(INSTRUCTIONS FOR THE TASK) Copy every line of the records that includes the word "below".

(DATA)
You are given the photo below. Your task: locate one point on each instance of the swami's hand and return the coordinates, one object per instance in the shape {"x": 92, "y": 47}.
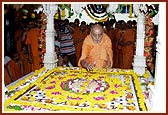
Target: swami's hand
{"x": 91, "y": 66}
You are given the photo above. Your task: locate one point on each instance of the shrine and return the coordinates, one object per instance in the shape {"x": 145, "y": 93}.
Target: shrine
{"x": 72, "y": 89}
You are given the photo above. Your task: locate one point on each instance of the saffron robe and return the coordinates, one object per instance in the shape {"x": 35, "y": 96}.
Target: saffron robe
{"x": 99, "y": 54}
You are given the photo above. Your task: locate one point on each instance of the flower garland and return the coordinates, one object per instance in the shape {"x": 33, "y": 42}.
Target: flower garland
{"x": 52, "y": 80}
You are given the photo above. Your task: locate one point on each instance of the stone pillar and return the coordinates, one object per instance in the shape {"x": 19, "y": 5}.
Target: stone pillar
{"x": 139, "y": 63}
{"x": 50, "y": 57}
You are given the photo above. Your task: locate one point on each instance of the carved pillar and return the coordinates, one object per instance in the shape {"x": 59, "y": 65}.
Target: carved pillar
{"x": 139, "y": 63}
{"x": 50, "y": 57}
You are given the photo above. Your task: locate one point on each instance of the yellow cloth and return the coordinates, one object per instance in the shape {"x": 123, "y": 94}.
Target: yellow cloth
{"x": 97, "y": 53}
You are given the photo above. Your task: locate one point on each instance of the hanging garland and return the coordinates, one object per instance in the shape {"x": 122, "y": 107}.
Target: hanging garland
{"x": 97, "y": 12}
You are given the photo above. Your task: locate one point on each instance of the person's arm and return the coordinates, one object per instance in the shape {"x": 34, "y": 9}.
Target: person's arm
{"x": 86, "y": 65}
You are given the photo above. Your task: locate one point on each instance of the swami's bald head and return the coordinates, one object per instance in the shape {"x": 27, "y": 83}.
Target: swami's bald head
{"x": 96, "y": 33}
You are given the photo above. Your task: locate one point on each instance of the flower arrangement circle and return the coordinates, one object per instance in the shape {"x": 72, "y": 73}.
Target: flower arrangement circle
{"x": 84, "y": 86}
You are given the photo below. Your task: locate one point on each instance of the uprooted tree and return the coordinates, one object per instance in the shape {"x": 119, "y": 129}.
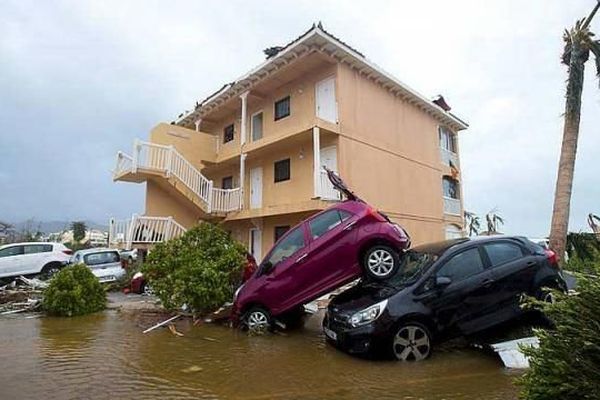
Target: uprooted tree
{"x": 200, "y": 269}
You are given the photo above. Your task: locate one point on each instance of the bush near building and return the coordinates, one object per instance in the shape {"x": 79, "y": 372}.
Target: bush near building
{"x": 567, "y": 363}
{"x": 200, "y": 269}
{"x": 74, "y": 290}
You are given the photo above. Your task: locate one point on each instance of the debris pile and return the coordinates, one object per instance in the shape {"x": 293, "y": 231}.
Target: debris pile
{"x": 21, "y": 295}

(TASK OUTPUT)
You are given the photo below. Your task: locate one point on each instance of the swami's hand and return the coordinates, one object per instance in the shape {"x": 92, "y": 47}.
You are given the photo below. Your task: locate one point on each instance of the uprooted tree and return the coordinates, one object per instance in the shape {"x": 119, "y": 129}.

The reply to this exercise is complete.